▶ **AIM**:
Copy the data verbatim from the beginning up to and including the line that contains "176L94 186L96 209L100", leaving out the pictures.

▶ **SUPPLIED INFORMATION**:
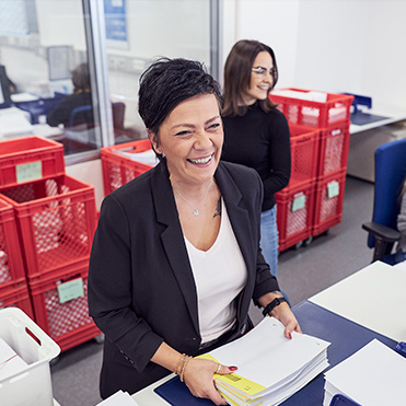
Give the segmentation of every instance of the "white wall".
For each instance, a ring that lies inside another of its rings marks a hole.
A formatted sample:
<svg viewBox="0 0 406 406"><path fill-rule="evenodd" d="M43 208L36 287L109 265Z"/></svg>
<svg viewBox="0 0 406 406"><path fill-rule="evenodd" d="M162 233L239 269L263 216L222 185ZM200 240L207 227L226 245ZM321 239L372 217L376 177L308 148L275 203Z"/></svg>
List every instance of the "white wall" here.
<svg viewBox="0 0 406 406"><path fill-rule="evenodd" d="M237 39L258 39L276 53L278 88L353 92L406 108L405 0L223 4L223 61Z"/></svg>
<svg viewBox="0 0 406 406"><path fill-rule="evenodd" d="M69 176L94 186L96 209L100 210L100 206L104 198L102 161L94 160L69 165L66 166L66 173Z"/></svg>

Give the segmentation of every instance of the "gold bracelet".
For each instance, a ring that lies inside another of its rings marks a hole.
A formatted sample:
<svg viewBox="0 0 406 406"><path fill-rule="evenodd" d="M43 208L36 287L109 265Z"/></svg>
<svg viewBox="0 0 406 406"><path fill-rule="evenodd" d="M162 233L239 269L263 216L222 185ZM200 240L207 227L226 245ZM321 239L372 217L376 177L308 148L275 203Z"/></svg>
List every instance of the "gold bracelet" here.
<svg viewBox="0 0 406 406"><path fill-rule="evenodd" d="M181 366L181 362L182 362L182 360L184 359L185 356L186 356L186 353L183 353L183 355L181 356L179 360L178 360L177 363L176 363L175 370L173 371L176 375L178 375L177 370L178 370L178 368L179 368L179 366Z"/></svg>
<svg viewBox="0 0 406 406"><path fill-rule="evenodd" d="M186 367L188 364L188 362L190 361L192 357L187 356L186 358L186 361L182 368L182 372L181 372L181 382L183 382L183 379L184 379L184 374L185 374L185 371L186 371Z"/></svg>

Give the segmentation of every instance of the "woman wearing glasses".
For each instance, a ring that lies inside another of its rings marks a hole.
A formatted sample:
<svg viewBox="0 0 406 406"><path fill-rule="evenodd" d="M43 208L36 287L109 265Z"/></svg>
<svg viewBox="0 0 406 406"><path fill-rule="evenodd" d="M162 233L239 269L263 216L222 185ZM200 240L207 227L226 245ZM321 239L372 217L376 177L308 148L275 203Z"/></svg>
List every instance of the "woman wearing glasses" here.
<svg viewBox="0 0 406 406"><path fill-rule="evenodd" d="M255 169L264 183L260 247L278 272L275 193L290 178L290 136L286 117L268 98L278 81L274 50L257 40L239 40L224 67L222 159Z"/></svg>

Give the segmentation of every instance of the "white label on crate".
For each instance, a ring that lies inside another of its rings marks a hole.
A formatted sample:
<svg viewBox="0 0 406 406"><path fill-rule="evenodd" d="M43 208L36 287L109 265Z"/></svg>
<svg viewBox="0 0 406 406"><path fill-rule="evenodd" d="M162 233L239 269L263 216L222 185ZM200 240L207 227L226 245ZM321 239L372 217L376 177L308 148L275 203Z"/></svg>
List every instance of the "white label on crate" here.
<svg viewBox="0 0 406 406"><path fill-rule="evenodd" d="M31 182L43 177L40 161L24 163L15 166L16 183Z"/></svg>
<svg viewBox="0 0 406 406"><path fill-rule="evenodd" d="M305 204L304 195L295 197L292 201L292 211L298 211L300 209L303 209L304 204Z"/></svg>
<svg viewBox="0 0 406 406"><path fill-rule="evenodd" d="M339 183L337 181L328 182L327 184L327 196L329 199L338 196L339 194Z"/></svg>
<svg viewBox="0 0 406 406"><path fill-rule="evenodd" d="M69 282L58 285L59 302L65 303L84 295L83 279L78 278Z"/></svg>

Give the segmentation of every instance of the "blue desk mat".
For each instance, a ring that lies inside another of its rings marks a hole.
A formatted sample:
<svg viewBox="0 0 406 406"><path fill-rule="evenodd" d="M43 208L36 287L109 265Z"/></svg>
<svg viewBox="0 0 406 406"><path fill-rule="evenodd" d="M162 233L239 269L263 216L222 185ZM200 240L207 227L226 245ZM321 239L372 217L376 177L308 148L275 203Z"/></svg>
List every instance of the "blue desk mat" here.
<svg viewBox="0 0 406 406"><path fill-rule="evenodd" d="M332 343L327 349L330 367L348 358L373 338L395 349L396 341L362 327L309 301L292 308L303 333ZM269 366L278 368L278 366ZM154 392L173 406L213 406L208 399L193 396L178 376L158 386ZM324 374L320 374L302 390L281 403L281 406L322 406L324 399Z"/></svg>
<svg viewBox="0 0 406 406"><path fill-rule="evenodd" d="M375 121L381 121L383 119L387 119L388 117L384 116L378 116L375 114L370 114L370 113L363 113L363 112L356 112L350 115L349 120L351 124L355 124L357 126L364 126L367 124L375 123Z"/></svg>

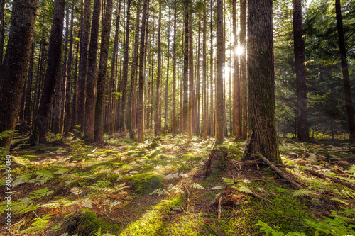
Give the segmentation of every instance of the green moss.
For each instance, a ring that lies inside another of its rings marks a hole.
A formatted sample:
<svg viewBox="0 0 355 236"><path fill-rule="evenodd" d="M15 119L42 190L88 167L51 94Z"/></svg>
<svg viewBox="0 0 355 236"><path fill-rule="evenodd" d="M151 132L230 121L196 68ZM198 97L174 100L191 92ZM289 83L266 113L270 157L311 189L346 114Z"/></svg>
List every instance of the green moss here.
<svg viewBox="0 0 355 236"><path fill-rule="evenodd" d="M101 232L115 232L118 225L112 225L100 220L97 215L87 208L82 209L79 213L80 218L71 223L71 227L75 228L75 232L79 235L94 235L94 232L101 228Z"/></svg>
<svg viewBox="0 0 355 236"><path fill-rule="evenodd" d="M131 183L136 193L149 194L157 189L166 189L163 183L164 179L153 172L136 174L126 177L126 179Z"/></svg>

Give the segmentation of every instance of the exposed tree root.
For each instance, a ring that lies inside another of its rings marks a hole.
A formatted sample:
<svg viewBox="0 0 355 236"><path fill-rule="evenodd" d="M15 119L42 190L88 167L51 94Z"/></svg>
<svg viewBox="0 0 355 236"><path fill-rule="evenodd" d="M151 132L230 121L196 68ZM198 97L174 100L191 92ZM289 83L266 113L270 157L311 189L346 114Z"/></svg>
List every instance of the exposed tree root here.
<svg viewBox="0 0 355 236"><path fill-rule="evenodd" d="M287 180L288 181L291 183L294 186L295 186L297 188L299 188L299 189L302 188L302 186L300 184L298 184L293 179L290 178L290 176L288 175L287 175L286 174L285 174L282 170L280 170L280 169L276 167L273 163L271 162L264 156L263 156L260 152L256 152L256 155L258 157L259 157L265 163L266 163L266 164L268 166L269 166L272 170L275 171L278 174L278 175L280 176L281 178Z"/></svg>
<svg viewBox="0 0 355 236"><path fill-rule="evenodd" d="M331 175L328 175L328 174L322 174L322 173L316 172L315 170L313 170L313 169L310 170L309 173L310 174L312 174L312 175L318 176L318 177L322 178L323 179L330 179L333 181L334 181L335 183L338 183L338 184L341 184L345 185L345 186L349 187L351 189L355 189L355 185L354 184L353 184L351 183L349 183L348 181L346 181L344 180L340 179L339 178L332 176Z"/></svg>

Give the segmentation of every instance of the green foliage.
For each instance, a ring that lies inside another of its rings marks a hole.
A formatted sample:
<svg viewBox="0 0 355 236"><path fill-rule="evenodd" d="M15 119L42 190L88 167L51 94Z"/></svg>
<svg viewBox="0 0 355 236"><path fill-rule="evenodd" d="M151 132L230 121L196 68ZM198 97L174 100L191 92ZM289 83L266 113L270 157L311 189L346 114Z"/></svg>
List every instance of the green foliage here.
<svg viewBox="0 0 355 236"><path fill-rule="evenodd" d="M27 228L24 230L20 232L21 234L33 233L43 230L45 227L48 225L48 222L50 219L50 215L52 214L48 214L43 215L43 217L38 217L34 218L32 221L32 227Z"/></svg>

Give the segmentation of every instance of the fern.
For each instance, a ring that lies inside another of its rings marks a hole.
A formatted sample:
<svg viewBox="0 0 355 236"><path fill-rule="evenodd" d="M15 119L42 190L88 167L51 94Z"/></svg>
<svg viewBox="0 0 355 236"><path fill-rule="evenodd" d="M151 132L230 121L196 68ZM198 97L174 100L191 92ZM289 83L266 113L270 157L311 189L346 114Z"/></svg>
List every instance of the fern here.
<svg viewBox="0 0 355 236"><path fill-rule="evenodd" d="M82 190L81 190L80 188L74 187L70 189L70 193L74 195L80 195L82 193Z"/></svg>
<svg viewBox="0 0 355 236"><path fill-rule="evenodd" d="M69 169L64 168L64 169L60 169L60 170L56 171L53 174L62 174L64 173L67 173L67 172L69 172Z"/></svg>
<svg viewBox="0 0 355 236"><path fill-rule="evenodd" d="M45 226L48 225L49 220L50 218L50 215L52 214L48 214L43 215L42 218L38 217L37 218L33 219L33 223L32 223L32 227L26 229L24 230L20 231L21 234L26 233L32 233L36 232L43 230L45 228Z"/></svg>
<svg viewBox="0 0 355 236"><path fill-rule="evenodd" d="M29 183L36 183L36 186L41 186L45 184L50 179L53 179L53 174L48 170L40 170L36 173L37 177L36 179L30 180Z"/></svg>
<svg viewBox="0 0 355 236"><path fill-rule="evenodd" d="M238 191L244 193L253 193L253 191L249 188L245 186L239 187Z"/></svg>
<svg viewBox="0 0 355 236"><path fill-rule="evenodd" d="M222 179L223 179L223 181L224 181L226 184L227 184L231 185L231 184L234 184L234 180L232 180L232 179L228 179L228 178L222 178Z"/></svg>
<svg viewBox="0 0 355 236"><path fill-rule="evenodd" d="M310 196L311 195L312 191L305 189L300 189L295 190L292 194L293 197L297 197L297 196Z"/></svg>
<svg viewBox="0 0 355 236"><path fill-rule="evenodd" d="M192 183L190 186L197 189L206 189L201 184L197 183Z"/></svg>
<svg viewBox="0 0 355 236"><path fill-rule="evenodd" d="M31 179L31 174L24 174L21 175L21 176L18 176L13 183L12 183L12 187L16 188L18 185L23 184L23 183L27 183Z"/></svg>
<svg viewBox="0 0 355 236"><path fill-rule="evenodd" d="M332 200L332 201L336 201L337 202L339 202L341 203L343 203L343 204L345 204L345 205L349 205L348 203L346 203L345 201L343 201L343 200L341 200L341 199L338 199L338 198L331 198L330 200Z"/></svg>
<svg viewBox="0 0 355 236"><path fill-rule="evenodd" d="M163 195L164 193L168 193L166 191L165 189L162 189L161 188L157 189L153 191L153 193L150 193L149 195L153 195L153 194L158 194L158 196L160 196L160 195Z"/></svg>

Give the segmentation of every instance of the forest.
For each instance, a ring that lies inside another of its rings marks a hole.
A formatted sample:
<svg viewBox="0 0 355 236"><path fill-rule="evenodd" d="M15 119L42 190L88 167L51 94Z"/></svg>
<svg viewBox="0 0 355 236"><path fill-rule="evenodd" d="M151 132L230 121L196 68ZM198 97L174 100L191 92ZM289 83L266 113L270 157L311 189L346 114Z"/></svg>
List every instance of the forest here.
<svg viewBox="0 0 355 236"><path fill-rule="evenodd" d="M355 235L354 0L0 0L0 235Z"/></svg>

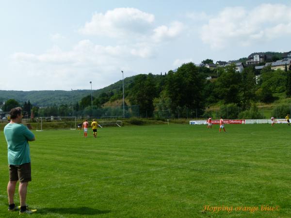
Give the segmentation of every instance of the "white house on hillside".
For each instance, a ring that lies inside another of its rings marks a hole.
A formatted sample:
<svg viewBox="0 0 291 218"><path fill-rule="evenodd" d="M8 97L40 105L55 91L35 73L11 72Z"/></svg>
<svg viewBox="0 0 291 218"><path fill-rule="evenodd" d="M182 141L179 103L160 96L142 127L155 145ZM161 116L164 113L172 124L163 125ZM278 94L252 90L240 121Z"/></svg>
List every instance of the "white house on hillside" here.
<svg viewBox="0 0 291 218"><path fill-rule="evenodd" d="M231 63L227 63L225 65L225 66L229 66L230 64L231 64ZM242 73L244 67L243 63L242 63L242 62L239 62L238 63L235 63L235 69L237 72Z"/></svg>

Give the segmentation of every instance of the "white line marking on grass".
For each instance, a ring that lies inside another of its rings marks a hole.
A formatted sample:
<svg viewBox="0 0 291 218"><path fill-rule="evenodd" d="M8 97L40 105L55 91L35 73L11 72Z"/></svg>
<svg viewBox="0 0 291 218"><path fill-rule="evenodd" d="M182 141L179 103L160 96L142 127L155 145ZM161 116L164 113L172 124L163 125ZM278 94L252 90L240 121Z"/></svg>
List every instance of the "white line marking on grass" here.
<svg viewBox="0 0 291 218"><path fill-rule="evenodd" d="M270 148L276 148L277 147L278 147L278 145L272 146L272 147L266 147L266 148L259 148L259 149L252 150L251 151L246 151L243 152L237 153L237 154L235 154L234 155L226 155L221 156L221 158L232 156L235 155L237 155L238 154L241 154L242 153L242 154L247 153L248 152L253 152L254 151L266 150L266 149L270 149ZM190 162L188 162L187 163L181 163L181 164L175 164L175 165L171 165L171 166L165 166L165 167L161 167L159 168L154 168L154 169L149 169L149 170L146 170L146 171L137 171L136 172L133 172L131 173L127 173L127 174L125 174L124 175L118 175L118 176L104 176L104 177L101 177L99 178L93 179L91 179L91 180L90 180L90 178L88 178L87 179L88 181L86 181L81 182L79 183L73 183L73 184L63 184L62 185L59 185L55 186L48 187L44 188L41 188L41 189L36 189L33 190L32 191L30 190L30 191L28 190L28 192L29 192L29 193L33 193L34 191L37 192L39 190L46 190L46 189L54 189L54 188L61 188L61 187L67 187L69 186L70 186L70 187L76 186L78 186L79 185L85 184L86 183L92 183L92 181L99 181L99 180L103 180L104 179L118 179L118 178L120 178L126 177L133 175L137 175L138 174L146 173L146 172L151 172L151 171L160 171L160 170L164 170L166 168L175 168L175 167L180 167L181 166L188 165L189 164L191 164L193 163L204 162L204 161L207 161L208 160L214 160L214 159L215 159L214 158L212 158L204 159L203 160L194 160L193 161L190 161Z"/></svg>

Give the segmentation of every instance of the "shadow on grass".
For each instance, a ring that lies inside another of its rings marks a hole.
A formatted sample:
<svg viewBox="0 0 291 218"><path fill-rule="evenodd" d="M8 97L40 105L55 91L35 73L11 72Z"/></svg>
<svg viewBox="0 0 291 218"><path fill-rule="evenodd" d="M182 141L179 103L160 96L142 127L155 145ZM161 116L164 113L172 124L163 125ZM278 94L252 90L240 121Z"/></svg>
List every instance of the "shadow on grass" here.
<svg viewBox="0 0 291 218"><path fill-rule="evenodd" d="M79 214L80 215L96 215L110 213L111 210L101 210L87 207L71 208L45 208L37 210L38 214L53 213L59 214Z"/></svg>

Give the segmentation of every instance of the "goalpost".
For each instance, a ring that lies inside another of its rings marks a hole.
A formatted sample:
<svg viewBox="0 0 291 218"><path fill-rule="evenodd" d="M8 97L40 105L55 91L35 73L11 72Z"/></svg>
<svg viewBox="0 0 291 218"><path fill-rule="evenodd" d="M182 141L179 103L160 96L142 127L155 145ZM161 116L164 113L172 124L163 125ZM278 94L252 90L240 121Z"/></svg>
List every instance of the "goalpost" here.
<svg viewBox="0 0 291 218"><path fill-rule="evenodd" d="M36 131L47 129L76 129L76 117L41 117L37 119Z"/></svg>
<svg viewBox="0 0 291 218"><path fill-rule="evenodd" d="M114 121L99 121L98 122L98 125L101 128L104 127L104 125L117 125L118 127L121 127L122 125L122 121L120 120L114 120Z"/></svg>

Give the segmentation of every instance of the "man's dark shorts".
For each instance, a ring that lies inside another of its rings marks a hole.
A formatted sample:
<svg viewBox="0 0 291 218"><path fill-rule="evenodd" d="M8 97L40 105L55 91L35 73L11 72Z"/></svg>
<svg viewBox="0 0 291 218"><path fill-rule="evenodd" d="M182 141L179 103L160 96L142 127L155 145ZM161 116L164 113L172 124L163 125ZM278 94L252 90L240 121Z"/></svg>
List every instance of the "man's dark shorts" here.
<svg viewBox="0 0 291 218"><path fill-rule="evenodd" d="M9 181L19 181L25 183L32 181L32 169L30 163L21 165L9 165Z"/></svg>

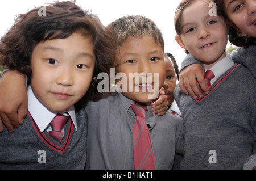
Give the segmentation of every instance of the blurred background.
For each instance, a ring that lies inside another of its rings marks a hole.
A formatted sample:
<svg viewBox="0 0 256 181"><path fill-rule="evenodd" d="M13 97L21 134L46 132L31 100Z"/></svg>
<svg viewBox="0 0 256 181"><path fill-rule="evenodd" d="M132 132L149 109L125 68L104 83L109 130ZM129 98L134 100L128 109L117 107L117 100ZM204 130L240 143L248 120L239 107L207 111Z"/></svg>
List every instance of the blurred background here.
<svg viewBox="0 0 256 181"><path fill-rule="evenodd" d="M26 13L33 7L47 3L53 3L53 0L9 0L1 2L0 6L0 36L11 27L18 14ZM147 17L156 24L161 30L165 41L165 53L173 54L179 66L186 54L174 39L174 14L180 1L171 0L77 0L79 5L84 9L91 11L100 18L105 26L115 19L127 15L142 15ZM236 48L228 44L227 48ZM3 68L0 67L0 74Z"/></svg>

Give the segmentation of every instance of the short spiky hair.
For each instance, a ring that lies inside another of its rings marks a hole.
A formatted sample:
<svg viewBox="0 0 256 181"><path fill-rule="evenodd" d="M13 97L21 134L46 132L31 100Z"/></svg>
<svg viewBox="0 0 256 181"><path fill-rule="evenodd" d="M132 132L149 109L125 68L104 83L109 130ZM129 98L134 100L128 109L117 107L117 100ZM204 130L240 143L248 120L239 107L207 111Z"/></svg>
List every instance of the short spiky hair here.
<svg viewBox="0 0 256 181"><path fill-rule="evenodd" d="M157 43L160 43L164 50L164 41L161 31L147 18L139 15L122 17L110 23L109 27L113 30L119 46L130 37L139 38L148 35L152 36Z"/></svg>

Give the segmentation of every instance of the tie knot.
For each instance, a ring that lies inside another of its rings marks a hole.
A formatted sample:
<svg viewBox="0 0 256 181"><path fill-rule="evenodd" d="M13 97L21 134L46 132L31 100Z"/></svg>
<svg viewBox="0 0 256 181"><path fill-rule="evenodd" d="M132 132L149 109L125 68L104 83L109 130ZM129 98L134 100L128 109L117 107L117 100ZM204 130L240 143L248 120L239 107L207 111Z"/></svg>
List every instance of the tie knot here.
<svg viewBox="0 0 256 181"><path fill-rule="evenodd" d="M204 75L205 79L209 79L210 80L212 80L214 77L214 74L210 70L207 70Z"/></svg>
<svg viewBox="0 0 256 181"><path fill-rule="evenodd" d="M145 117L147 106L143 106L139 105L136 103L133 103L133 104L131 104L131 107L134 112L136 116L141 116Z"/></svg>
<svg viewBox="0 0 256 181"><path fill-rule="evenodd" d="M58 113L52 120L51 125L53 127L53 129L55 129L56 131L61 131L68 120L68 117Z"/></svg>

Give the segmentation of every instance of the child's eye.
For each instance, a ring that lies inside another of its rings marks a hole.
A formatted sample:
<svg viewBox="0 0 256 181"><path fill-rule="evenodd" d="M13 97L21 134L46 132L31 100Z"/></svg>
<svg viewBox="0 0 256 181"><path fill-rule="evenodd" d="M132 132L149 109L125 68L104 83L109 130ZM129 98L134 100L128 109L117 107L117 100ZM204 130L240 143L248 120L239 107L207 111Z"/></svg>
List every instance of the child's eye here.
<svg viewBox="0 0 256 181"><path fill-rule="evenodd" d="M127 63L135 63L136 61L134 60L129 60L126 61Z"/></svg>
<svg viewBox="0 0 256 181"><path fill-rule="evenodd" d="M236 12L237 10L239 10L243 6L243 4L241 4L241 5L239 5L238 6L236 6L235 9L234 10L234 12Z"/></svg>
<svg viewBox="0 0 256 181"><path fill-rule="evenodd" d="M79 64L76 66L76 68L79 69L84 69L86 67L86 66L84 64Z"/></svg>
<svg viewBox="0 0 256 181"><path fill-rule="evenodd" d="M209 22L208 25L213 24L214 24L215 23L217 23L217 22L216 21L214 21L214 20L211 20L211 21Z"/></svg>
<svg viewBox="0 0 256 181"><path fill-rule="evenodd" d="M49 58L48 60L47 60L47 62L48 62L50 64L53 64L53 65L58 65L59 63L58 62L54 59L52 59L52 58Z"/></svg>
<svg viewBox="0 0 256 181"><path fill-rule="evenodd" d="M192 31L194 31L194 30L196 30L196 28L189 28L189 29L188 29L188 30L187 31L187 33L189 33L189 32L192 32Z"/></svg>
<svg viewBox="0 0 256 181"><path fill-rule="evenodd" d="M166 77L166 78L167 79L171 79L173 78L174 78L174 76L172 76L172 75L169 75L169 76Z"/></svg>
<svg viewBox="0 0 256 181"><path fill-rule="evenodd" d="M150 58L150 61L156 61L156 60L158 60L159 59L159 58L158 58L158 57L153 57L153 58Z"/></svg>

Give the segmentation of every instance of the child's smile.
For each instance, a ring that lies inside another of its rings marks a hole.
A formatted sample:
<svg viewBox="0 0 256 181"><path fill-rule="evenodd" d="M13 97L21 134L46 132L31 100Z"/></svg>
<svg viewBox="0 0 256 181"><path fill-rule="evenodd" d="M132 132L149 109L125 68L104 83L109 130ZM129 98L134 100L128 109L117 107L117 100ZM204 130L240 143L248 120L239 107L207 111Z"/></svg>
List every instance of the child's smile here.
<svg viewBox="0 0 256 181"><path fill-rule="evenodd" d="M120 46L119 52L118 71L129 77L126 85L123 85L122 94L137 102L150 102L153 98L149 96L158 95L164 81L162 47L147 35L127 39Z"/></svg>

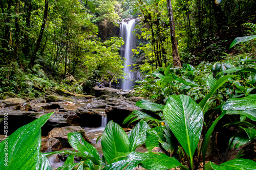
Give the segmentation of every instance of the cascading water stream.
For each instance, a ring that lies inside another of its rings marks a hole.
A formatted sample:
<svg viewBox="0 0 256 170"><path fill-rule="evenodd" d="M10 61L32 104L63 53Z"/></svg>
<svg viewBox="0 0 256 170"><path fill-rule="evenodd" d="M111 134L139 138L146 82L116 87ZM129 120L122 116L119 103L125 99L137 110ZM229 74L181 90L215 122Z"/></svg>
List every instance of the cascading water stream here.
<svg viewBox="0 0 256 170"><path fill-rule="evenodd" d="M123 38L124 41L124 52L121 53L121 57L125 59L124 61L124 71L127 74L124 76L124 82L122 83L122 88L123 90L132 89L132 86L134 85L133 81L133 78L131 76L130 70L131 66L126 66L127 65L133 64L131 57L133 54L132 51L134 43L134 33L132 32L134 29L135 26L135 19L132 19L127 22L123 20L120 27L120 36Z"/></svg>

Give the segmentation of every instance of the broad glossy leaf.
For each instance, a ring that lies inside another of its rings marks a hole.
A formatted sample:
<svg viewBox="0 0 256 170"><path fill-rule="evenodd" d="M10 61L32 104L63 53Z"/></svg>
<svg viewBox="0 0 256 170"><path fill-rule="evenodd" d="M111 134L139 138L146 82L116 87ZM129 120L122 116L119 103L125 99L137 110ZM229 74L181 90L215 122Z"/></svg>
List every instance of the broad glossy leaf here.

▶ **IN RESPONSE**:
Give the segmentation of every instance of the "white wall".
For each instance, a ring that lies inside another of its rings marks a hole.
A formatted sample:
<svg viewBox="0 0 406 406"><path fill-rule="evenodd" d="M43 208L36 287L109 265Z"/></svg>
<svg viewBox="0 0 406 406"><path fill-rule="evenodd" d="M162 233L239 269L263 216L222 185ZM200 240L207 227L226 245ZM321 239L372 217L376 177L308 148L275 203Z"/></svg>
List every instance of the "white wall" here.
<svg viewBox="0 0 406 406"><path fill-rule="evenodd" d="M237 39L258 39L276 53L278 88L353 92L406 108L405 0L223 4L223 61Z"/></svg>
<svg viewBox="0 0 406 406"><path fill-rule="evenodd" d="M69 176L94 186L96 209L100 210L100 206L104 198L102 161L94 160L69 165L66 166L66 173Z"/></svg>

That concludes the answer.